Where the records hold the string "below", show the whole line it sits on.

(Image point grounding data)

::::::::::

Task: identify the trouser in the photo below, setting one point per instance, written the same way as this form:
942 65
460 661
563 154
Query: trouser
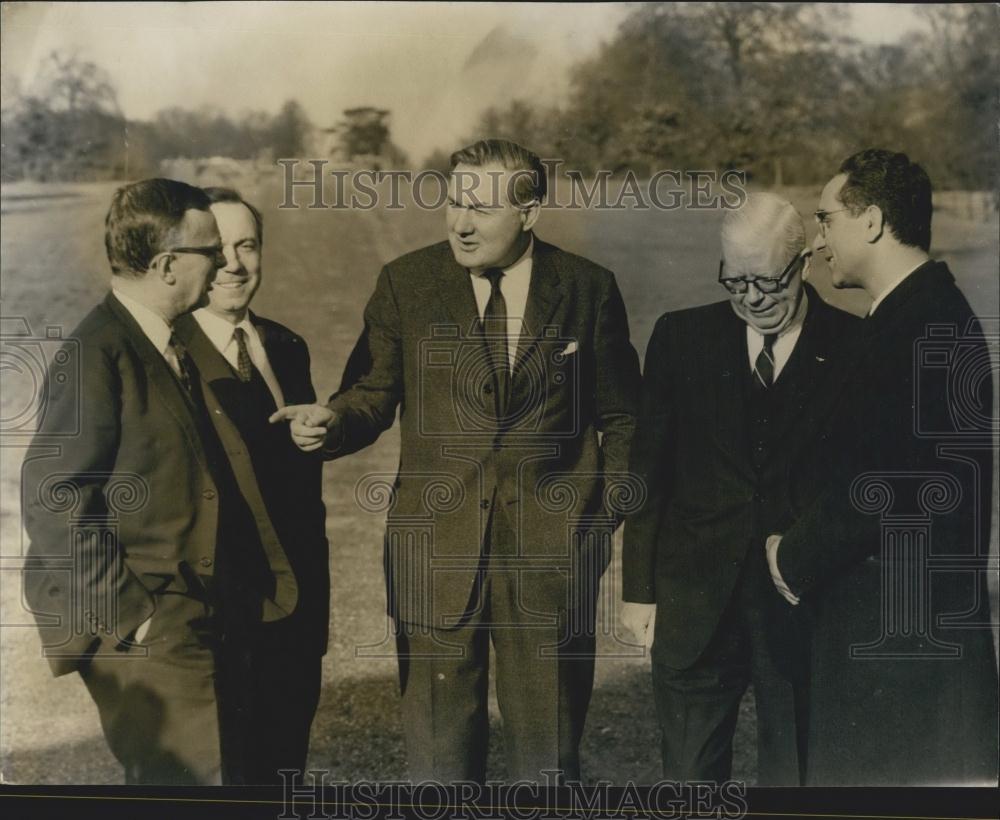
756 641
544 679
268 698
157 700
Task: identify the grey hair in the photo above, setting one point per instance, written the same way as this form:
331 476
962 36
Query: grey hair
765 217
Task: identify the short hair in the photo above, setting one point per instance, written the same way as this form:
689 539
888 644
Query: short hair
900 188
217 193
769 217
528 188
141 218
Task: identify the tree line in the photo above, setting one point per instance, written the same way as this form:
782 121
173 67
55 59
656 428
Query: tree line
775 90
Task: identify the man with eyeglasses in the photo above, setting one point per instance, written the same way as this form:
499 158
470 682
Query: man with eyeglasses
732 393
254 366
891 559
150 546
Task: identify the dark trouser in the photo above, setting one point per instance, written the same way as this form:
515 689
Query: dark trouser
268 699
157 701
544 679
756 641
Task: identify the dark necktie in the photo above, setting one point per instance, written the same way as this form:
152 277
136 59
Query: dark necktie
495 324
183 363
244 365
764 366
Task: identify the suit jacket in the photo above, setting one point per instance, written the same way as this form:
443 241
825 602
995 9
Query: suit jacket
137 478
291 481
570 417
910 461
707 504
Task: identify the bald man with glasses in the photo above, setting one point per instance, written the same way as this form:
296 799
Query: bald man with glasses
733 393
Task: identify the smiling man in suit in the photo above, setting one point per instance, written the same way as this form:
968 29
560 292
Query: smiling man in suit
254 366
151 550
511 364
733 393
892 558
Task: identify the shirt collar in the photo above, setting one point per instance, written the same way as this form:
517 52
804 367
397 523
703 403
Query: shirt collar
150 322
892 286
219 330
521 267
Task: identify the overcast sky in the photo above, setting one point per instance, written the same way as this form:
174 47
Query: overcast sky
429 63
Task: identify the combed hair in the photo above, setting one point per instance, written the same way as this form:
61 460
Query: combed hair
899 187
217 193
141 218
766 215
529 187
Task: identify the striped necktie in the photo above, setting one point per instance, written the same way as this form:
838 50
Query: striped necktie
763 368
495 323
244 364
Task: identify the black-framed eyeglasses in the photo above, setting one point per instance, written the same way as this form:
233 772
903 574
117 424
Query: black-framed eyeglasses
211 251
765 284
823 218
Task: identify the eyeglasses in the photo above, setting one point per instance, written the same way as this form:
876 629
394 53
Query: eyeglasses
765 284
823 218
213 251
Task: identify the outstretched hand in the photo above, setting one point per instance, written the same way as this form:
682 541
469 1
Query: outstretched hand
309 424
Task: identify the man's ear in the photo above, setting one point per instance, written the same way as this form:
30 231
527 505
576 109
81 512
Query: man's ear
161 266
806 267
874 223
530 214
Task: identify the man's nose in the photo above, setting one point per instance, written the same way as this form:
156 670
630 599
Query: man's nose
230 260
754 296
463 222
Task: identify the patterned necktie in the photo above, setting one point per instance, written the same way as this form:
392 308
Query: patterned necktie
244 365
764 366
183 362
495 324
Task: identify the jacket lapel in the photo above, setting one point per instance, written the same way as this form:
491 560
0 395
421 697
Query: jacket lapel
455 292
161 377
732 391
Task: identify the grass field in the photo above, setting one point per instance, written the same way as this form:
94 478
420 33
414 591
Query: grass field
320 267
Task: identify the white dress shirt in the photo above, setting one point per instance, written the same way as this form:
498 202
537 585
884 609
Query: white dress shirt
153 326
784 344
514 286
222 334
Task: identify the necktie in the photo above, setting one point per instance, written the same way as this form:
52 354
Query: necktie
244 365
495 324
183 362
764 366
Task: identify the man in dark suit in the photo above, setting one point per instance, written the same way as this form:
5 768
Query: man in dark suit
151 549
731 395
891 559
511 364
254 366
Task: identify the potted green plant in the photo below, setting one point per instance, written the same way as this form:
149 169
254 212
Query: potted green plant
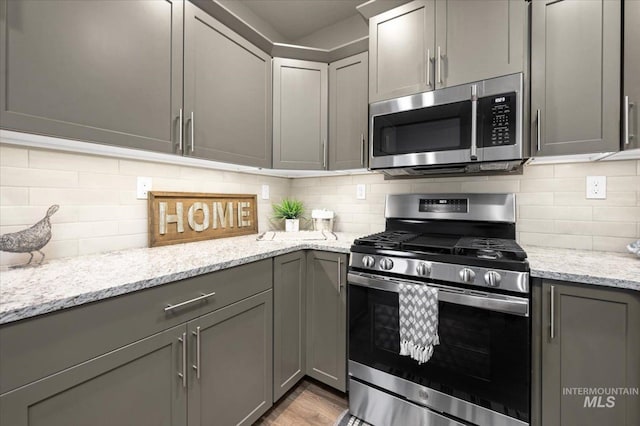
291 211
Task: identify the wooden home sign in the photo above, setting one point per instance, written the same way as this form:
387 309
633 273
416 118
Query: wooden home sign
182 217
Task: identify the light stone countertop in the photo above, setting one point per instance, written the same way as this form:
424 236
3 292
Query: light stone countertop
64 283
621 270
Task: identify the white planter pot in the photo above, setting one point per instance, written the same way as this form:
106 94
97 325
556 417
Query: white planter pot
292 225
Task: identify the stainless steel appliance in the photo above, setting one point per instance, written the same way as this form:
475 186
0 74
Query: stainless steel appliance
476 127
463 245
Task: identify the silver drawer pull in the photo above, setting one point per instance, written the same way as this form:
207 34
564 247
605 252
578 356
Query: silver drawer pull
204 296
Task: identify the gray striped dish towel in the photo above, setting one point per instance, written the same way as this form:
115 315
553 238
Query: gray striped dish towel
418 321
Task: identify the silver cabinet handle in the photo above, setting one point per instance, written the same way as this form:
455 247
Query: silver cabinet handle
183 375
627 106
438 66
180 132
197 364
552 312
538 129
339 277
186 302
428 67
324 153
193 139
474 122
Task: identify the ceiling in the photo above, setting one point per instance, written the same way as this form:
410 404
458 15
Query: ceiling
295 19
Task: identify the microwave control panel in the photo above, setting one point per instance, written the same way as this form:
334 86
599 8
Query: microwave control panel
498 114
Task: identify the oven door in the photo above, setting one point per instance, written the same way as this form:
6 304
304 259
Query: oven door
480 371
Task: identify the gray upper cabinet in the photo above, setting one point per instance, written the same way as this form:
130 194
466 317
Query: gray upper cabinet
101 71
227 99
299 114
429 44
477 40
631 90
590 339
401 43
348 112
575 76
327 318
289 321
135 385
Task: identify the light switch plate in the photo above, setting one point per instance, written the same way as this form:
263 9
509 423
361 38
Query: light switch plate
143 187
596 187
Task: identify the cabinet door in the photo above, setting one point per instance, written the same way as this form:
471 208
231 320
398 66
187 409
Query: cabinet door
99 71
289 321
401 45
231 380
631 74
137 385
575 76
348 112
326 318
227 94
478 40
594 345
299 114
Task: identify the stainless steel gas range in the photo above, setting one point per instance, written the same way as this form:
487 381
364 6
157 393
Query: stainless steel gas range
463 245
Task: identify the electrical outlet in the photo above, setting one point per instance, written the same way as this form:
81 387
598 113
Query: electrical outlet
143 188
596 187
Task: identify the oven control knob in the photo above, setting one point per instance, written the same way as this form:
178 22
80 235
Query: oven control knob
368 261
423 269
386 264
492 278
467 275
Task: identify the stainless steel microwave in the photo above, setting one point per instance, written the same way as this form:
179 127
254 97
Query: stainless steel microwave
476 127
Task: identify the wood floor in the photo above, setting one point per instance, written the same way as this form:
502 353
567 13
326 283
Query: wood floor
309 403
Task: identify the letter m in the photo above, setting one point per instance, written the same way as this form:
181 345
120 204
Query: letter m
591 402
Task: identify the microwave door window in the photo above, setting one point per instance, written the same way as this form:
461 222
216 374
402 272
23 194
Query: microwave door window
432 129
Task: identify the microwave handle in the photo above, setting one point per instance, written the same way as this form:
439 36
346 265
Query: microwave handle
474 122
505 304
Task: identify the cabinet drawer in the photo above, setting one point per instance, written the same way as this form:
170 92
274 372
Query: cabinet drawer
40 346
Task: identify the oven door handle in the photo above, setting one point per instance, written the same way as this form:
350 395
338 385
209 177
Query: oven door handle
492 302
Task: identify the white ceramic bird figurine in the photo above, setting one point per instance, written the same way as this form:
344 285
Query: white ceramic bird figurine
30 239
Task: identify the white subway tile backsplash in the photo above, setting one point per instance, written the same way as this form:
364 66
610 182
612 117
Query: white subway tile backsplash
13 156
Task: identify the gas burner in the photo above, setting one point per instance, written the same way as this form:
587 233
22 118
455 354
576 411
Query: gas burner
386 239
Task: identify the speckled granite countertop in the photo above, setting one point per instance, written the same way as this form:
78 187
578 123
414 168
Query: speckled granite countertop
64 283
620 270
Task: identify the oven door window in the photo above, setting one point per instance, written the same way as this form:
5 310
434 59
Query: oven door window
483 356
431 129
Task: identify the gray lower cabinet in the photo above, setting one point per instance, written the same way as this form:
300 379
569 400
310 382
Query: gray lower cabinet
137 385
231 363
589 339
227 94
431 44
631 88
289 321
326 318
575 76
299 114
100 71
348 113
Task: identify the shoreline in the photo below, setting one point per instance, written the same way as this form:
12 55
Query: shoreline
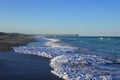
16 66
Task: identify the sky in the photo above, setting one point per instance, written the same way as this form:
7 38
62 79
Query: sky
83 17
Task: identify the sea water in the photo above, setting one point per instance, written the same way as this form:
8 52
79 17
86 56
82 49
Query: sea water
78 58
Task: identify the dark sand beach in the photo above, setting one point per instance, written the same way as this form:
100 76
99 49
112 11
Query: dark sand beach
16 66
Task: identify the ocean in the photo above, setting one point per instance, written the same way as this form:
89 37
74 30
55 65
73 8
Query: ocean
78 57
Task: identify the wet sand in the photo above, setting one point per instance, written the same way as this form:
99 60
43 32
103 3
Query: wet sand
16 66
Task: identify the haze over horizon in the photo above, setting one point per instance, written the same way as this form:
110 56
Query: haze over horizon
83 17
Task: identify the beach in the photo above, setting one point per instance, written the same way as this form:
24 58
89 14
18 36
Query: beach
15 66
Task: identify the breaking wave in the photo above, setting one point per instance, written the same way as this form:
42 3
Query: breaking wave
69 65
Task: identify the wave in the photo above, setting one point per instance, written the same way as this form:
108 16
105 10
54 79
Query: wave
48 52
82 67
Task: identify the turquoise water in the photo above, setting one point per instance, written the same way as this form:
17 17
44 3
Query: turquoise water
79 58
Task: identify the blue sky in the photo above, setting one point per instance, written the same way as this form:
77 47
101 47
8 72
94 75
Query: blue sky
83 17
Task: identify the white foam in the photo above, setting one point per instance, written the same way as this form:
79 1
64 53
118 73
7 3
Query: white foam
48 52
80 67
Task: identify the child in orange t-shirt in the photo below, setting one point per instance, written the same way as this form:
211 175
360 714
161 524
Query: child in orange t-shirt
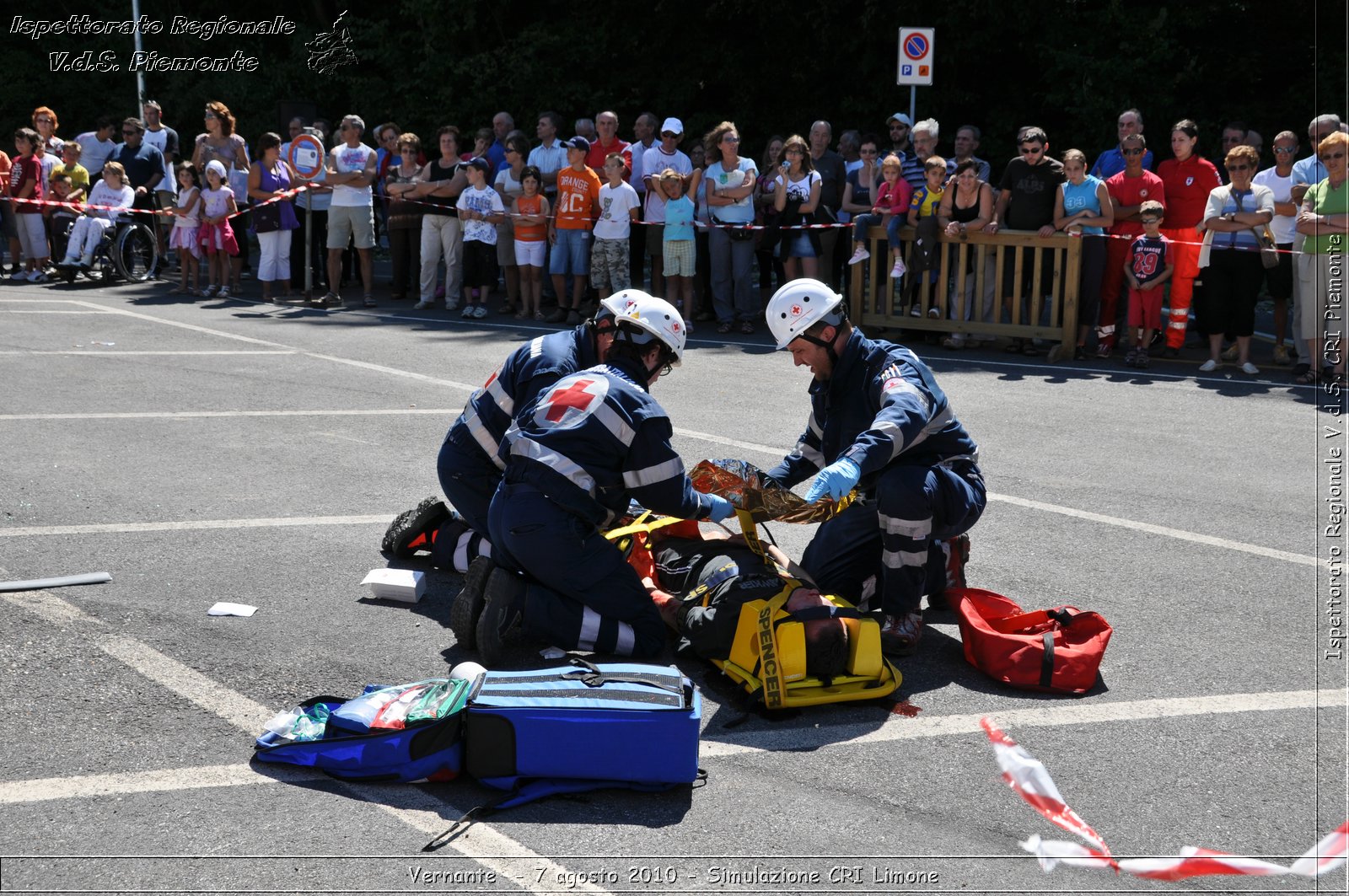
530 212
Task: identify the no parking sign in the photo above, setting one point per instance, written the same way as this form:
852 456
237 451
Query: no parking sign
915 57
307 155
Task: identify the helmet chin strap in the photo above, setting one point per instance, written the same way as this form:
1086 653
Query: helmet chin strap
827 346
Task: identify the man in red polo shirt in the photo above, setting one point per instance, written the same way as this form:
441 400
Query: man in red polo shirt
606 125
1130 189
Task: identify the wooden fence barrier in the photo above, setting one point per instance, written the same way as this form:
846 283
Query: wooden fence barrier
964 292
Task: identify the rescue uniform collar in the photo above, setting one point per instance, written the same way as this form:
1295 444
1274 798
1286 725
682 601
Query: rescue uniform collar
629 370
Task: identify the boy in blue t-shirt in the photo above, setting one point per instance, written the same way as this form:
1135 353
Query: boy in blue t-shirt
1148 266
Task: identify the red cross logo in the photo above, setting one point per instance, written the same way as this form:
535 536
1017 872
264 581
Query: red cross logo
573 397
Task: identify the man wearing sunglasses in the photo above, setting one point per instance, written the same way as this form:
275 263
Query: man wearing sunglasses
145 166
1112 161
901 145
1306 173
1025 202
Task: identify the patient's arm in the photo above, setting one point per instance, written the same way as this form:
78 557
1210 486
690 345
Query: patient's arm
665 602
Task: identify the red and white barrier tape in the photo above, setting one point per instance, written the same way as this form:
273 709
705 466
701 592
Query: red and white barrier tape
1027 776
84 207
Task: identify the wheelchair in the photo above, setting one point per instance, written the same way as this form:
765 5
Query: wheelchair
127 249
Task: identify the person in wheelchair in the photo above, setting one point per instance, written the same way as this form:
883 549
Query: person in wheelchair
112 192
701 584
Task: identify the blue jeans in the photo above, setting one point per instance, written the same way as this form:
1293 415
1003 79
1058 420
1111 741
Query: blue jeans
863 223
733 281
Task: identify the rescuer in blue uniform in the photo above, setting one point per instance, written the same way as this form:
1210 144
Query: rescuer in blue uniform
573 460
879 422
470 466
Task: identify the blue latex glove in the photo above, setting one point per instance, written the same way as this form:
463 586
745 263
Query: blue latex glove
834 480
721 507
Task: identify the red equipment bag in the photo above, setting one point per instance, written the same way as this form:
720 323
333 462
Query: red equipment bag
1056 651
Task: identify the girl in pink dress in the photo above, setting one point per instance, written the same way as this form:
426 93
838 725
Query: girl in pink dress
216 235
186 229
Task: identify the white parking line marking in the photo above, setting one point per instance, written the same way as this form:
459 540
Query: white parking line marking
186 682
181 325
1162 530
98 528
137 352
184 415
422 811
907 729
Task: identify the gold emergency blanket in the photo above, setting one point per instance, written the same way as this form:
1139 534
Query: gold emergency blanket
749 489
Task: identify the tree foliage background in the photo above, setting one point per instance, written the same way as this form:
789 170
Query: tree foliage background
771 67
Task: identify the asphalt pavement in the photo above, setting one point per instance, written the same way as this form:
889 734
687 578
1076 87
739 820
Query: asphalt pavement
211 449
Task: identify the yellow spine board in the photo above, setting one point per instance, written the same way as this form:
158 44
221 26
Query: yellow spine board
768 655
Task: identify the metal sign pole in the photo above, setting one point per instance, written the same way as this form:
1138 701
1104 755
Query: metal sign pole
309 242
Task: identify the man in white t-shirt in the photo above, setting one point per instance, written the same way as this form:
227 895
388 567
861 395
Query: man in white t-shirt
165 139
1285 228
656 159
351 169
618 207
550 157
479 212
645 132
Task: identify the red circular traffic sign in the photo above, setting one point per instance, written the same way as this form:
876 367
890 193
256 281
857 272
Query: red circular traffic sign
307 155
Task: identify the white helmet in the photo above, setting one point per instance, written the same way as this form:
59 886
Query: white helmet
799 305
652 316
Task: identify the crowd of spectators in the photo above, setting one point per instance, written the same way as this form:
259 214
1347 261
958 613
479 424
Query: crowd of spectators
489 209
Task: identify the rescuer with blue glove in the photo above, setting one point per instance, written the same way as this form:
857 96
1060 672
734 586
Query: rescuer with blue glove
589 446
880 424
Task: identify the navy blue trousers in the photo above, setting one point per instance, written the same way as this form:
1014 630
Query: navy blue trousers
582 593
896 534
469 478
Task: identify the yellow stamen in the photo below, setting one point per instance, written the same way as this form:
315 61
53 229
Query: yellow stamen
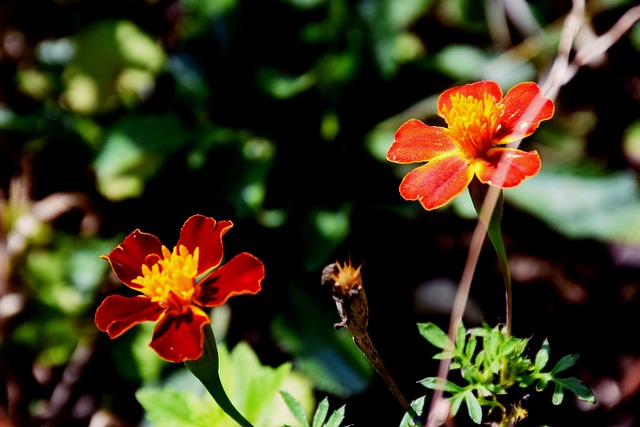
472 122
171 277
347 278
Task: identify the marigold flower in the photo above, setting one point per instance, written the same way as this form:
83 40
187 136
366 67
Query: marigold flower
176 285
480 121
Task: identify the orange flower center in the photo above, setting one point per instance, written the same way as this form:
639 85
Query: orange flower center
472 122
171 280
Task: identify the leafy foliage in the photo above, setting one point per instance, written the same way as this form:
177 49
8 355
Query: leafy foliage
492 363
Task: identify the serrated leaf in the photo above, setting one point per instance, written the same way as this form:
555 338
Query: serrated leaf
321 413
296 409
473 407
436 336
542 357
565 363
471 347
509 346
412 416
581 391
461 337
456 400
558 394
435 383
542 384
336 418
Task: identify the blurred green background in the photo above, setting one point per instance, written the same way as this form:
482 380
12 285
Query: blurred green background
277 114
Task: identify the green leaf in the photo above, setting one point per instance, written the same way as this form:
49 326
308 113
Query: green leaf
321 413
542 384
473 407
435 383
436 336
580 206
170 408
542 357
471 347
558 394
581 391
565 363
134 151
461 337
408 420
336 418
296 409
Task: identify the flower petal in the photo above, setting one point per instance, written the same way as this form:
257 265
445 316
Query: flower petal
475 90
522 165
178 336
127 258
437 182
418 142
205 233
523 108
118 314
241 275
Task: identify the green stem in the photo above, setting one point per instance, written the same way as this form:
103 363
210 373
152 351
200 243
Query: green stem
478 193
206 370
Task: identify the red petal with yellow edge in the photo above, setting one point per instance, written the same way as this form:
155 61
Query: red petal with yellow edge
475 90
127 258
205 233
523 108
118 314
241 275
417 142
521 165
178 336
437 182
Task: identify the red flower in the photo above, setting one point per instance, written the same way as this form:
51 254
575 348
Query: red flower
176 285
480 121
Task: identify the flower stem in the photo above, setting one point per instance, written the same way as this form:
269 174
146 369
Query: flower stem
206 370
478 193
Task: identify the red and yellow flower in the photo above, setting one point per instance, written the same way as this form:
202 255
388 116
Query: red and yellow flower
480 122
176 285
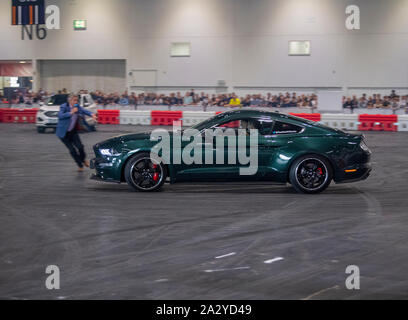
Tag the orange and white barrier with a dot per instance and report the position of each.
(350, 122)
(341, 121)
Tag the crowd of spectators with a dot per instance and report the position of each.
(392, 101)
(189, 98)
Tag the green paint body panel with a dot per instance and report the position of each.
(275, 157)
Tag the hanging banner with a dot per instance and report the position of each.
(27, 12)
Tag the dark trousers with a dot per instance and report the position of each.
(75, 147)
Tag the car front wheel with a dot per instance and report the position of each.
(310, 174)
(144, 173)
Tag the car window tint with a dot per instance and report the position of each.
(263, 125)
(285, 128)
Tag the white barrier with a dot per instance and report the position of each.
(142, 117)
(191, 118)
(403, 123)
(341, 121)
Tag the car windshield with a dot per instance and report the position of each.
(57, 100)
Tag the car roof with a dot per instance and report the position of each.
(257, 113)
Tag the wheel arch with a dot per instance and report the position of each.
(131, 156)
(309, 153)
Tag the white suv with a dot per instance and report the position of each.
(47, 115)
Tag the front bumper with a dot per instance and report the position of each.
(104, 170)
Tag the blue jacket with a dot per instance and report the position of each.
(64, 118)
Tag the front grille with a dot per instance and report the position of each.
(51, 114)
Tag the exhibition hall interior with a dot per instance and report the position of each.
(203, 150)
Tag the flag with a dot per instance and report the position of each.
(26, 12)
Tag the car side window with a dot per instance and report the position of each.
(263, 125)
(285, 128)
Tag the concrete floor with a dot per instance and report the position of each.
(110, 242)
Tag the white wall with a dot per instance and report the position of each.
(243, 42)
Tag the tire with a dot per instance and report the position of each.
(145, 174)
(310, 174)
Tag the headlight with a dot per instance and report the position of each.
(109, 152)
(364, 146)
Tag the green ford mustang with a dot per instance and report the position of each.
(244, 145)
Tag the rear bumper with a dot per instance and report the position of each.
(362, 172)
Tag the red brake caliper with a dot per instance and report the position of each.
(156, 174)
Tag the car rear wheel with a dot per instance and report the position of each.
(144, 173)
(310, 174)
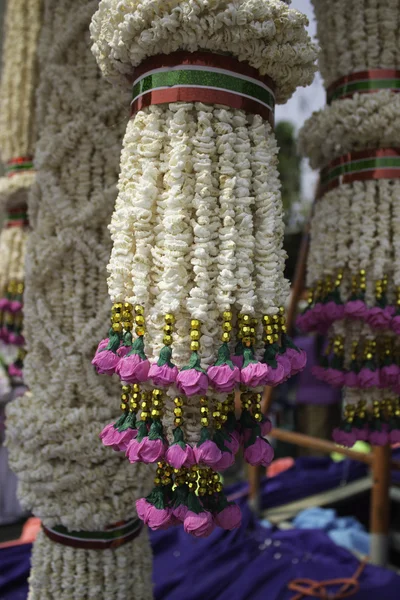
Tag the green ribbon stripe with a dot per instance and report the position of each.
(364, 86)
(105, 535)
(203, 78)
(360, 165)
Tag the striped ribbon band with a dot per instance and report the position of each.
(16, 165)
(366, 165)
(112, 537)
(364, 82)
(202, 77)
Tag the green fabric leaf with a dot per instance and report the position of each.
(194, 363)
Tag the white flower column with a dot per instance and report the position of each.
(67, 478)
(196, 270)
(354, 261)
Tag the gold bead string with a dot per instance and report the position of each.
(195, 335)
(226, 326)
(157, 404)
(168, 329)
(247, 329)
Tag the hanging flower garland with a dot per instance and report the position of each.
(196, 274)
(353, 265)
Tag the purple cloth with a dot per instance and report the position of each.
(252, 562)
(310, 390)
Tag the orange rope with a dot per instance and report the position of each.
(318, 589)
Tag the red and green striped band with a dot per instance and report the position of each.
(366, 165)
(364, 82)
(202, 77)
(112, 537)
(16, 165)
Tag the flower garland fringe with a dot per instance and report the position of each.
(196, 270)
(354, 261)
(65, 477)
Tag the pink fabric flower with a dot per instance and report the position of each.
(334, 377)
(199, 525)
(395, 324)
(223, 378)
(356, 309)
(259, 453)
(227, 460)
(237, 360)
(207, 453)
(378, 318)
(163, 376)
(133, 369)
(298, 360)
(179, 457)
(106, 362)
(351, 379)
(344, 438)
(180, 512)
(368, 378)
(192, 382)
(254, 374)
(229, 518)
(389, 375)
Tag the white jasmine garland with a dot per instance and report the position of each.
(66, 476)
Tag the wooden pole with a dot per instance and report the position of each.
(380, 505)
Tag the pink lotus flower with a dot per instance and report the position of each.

::::::::::

*RESPONSE FOR THIS EXERCISE:*
Task: identify the trouser in the photo below, setting one point per instance, written the same way as this form:
Task: identify the potted green plant in the photo below, setting one point per instance, written the same way as this form:
Task: identify the shoreline in the photo below, setting one point per instance, written the same way as this form:
Task: identify the child in orange t-shirt in the photo below, setting one point per instance, written the same way as this form:
Task: identify the yellow stamen in the photo below, setting one point per instance, written the same way as this form:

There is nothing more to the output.